◆ Record excerpts ◆
►
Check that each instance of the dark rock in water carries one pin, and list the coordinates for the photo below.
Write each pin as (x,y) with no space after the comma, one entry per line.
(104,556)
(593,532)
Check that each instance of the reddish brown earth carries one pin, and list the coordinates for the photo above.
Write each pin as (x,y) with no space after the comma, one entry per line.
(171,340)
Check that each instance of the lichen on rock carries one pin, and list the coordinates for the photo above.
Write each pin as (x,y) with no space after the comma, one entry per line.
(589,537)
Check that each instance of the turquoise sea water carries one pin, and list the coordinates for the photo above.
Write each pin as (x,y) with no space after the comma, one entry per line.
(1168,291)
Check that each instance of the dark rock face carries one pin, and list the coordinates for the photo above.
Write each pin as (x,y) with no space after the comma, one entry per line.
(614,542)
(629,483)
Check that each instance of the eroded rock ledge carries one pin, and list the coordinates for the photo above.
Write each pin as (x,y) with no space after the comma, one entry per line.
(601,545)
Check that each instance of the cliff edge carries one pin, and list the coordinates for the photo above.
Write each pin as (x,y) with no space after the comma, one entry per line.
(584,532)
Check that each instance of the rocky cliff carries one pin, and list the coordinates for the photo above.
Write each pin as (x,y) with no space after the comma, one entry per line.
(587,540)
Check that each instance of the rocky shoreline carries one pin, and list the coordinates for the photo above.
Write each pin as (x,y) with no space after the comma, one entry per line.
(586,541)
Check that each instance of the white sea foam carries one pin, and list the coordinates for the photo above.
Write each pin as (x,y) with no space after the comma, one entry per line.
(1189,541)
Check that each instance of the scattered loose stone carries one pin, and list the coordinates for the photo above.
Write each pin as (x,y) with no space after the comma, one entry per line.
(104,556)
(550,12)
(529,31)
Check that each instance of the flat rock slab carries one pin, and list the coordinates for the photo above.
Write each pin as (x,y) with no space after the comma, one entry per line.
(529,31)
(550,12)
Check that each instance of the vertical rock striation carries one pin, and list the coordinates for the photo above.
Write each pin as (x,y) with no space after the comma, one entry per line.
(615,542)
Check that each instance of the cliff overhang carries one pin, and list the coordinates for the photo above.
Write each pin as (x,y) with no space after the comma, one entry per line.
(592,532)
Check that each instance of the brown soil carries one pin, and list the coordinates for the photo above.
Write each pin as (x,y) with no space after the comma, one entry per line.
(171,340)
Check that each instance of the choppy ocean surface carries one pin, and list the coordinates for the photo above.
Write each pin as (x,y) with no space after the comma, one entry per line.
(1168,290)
◄
◆ Task directions ◆
Every line from the one with "Check that each instance of the choppy" to the end of the records above should be returned exactly, and no other lines.

◆ Output for this exercise ◆
Check that each instance of the choppy ocean surface carries one pin, and list the coordinates for the photo above.
Write each pin as (x,y) with no space after the comma, one entry per line.
(1168,290)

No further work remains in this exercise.